• _Your goal_: Format the lines from the start of the material through the line containing "inside_test: even-odd" as a numbered list, omitting blank lines and leaving the pictures out of the answer.

(Segmentation data)
— Begin —

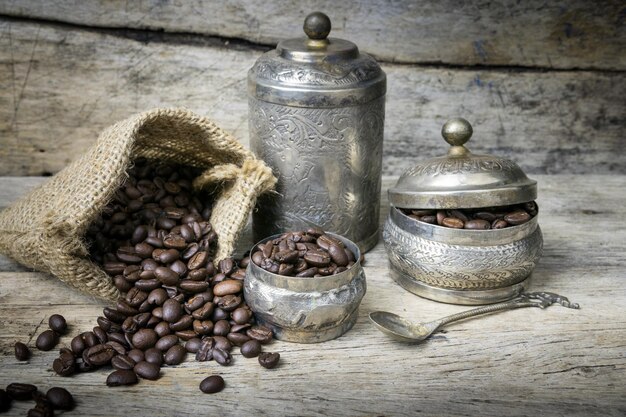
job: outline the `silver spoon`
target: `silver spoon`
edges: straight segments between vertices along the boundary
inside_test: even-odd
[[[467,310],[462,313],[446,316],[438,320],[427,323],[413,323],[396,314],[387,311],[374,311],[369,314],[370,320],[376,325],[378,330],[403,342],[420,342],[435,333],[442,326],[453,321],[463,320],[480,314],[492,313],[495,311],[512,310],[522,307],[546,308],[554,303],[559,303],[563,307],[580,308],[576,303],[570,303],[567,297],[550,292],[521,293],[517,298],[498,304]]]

— End —

• _Answer to this problem_:
1. job: outline the `silver spoon`
2. target: `silver spoon`
3. edges: straight segments between vertices along the boundary
4. inside_test: even-odd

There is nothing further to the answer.